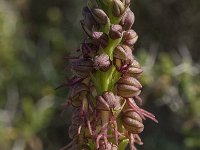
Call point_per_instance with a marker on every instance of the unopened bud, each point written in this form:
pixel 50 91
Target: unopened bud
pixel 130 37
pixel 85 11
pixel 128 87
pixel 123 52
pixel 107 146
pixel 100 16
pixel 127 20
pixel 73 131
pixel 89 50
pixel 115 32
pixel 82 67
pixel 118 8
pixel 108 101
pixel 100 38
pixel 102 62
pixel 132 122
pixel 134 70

____

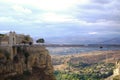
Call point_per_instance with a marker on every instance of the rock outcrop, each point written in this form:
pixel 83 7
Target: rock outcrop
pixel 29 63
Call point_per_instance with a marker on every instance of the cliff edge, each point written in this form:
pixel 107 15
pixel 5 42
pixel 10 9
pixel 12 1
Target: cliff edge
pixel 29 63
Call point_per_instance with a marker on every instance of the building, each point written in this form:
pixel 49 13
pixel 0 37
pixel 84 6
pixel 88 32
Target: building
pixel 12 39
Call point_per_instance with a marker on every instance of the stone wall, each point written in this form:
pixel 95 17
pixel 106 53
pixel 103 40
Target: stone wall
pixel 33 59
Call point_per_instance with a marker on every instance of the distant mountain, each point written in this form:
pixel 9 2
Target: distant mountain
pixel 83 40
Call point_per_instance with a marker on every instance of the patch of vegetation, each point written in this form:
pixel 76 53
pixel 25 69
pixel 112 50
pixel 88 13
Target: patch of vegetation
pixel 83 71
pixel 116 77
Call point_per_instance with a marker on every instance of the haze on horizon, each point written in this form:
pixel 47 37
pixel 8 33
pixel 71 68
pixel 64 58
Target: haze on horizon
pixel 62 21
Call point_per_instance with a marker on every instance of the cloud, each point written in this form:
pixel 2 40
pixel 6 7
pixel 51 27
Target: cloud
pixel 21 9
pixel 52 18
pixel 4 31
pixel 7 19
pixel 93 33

____

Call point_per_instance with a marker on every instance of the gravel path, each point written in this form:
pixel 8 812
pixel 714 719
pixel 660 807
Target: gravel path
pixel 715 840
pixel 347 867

____

=== Set task ===
Extract the lines of the material above, starting at the line containing "of the unopened" and ending at the line containing "pixel 132 122", both included, and reproduce them verbatim.

=== Response to the exercise ===
Call point_per_instance with a marker on every instance of the unopened bud, each point written in this form:
pixel 50 91
Target: unopened bud
pixel 130 37
pixel 85 11
pixel 128 87
pixel 123 52
pixel 107 146
pixel 100 16
pixel 127 20
pixel 73 131
pixel 89 50
pixel 115 32
pixel 82 67
pixel 118 8
pixel 108 101
pixel 100 38
pixel 102 62
pixel 132 122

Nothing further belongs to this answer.